*Exercise*:
Exact repetition is required: output every record in full.

= Beginning of Section =

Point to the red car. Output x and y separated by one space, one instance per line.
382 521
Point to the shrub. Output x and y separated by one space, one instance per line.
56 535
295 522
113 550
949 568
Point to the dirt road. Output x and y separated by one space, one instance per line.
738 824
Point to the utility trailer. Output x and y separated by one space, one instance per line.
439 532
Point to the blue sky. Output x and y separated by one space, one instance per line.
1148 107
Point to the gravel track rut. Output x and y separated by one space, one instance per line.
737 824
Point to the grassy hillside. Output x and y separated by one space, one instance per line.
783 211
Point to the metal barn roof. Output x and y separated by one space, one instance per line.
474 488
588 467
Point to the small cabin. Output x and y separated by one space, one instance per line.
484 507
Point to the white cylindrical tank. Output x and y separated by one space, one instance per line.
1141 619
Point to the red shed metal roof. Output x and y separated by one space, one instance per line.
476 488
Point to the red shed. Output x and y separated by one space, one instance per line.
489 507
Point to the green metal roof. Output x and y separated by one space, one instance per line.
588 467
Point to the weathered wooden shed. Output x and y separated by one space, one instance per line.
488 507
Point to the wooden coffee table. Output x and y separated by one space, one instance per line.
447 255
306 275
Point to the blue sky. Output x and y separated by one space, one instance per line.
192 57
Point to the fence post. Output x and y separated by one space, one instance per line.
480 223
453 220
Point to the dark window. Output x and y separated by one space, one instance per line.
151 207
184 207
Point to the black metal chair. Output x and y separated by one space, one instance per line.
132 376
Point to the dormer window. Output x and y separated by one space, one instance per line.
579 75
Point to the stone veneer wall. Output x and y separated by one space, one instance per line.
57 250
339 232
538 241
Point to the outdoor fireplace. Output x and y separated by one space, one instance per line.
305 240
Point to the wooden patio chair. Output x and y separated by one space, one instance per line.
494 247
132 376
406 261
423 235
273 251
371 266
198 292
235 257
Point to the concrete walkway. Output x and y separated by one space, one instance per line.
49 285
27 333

= End of Section =

*Written answer*:
Point to the red car. Output x and y separated by one space, one instance per line.
382 521
Point to the shrub. Output x and y separated by one space, one instance per line.
56 535
295 522
113 550
949 568
Point to the dirt road. Output x and y separated by one space, one instance per line.
738 824
Point to the utility trailer. Output x and y separated by one space, one instance per line.
439 532
Point to the blue sky. Output x and y separated by one space, one instance per line.
1148 107
Point to the gravel track rut. Output x and y separated by one space, one instance per line.
737 824
Point to the grassy hillside. Output x and y separated by one space, one instance per line.
783 211
Point to the metal barn roof. Output x and y separated by one space, one instance per line.
474 488
588 467
Point to the small cabin. Output x and y separated by one space, one instance per line.
484 507
Point to the white cylindrical tank. Output x and y separated by one space, one instance per line.
1141 619
Point to the red shed metal roof. Output x and y separated by one space, one instance per line.
476 488
Point to the red shed. Output x and y separated by one space, one instance per line.
489 507
Point to the green metal roof. Output x and y separated by one space, one instance per line.
588 467
Point to the weathered wooden shed. Output x and y separated by one space, one instance per line.
488 507
Point to the wooden coffee table. Output x and y separated by one space, one instance per line.
447 255
306 275
Point to the blue sky. Output x and y separated by one space, one instance per line.
192 57
Point to the fence post. Output x and y separated by one space, one instance per line.
480 223
453 220
Point to the dark window. Output x and y separated by one space, one instance per line.
151 207
184 207
Point to the black metal chair. Output x and y separated by one space, one instance per line.
132 376
Point to the dormer window. Output x and y separated by one space, one instance per line.
579 75
Point to the stone veneer wall. Output x and y separated by one space, one instance per line.
57 250
339 232
538 241
Point to the outdoor fireplace. Output x and y separated by one space, one instance per line.
305 240
Point to the wooden patio chair. Output x and y separated by one space, one instance per line.
494 247
132 376
406 261
423 235
273 251
371 266
198 292
235 257
Point to the concrete walkway. Output x and y separated by one space, one instance per line.
49 285
27 333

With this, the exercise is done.